> _Énoncé_
Dans l'extrait fourni, recopiez mot pour mot le passage qui commence par « Quelques éléments sur » et se termine par « de résistance populaire. ».

Édition du 23 avril 2024

Une tribune libre pour la gauche québécoise en marche

Québec

Quelques éléments sur la conjoncture et les défis de la gauche sociale et politique

Quelques réflexions sur l’offensive actuelle de la classe dominante dans l’État canadien et sur les défis auxquels sont confrontés les mouvements de résistance populaire.

"L’utopie du mouvement social ne consiste plus à changer le système, mais à se convaincre que celui-ci peut s’accommoder du maintien de l’État-providence. Cette position défensive appelle une objection difficile à réfuter : si nous demeurons dans les clous du système capitaliste mondialisé, nous n’avons pas d’autre option que d’accepter les sacrifices imposés aux travailleurs, aux étudiants et aux retraités." (Slavoj Zizek, L’indigence de la gauche européenne, in Penser est un sport de combat, Le monde diplomatique, 137, octobre-novembre 2014)

La politique canadienne : militarisme, extractivisme, austérité et démocratie restreinte

Le gouvernement Harper a jusqu’ici développé une politique militariste et un suivisme conséquent par rapport aux aventures guerrières du gouvernement de Washington. Le budget militaire n’a pas cessé d’augmenter pour le plus grand profit des marchands de guerre. Douze ans d’intervention en Afghanistan a semé la destruction et n’a pas fait reculer significativement la misère. La corruption des autorités afghanes que le gouvernement canadien soutenait est de notoriété publique. Le gouvernement Harper s’engage maintenant dans des frappes aériennes en Irak et en Syrie contre l’État islamique se faisant ainsi l’allié objectif de Bachar el Assad. Ces frappes aériennes (sans déploiement d’armées au sol) et la mise sur pied d’une coalition ne cherchent qu’à créer les conditions d’une acceptabilité sociale d’une intervention plus massive et plus prolongée afin de consolider la domination des puissances occidentales sur la région et la recolonisation de cette partie du monde dans leurs intérêts. La couverture humanitaire de cette intervention impérialiste est presque inexistante. Cette intervention conduira à la détérioration de la paix dans le monde, au renforcement de l’insécurité, augmentera les risques de restrictions des droits démocratiques et de développement de l’islamophobie. Le soutien à la construction d’un mouvement antiguerre massif est la condition de la défense des droits démocratiques de la majorité populaire.

> _Entrées_
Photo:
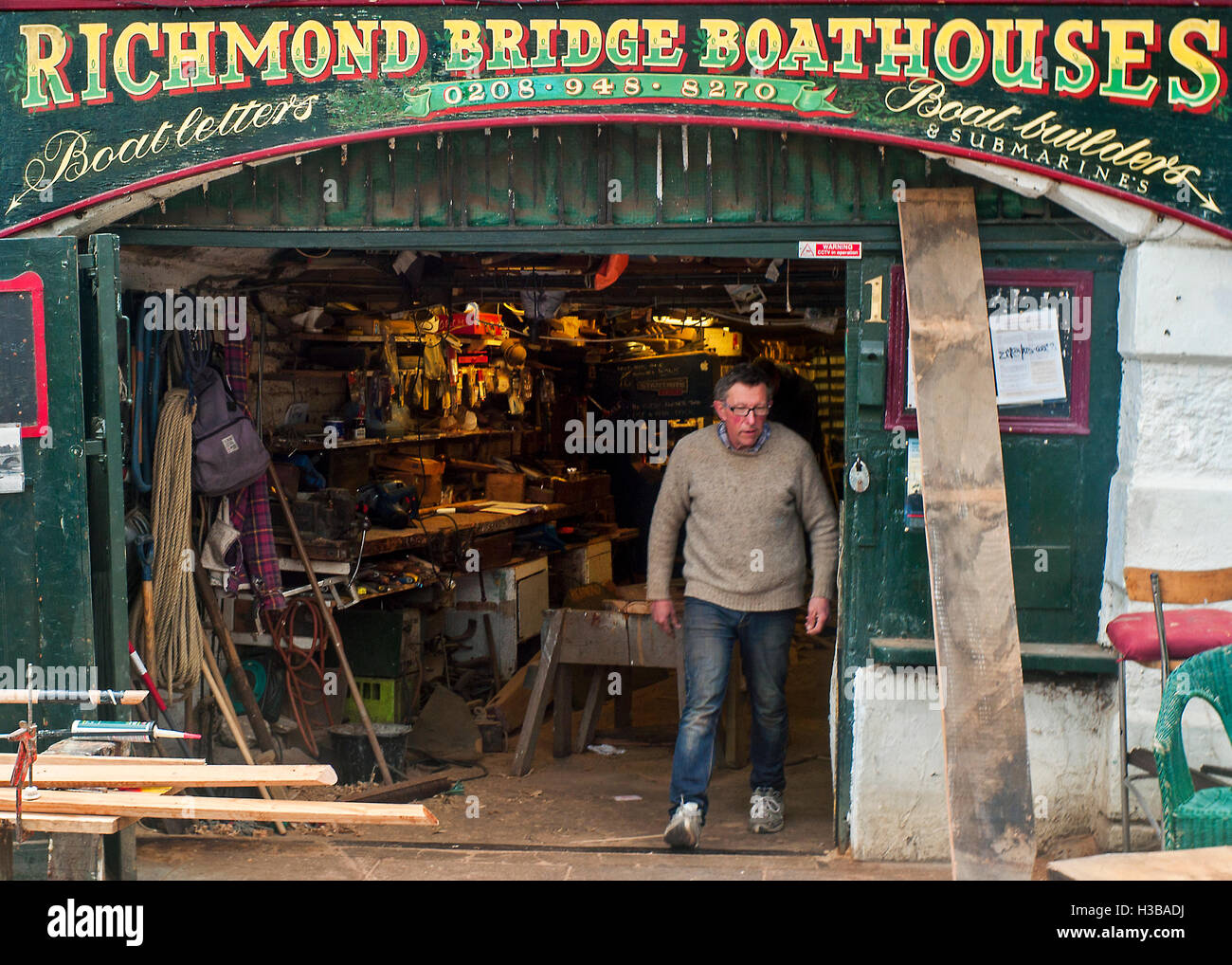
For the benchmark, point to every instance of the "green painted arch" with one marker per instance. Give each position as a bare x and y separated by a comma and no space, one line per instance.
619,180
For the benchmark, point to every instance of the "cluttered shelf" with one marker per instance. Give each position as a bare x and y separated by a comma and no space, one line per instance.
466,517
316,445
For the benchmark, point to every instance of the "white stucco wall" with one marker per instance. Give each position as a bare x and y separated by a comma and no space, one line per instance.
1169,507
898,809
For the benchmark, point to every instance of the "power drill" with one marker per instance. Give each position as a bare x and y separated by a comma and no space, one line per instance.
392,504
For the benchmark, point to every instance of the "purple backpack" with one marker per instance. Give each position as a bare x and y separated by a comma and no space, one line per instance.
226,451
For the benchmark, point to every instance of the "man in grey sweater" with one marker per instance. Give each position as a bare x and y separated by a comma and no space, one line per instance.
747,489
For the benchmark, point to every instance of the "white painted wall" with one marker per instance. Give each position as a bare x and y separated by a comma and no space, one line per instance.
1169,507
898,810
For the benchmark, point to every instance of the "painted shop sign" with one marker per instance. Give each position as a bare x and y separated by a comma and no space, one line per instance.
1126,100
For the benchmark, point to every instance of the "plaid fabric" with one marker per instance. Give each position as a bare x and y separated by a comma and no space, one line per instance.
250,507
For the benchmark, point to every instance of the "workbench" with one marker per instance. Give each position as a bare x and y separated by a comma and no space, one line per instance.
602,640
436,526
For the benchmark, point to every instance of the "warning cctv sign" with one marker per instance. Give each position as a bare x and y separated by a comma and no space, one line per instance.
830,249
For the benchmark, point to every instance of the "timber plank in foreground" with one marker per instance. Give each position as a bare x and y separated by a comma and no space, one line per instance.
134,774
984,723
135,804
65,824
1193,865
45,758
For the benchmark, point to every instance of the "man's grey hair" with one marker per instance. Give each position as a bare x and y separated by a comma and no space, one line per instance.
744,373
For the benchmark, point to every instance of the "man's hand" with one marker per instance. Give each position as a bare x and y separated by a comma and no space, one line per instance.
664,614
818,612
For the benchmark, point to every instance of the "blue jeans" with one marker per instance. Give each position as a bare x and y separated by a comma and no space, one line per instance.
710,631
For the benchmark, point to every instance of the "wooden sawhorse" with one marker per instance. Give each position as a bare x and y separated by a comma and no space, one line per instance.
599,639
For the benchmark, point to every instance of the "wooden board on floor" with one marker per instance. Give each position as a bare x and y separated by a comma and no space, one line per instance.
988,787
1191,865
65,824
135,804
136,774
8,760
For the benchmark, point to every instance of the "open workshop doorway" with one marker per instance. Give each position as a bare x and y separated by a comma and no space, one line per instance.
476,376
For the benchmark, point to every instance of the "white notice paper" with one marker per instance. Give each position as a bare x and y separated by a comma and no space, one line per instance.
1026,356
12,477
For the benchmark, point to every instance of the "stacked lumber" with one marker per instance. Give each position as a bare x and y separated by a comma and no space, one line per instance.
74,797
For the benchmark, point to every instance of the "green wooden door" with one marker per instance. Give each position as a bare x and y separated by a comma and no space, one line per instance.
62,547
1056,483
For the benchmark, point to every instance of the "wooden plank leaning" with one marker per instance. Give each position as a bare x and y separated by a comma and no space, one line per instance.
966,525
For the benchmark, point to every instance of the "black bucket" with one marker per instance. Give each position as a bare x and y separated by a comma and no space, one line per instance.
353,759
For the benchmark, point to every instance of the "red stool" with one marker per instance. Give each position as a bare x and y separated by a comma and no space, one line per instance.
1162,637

---

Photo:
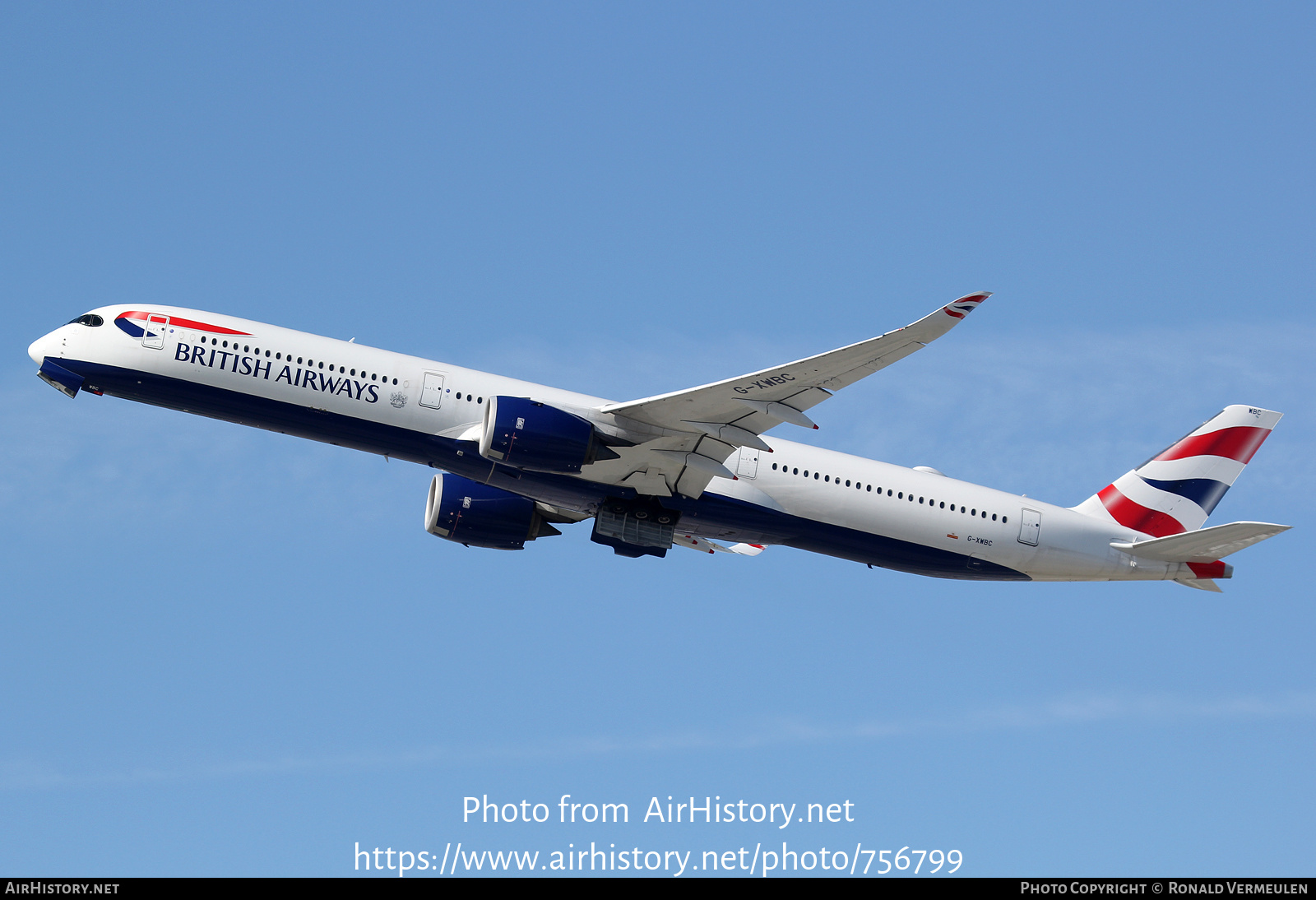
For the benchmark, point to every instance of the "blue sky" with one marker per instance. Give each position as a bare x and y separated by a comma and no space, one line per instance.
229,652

> _Réponse_
Quelques éléments sur la conjoncture et les défis de la gauche sociale et politique

Quelques réflexions sur l’offensive actuelle de la classe dominante dans l’État canadien et sur les défis auxquels sont confrontés les mouvements de résistance populaire.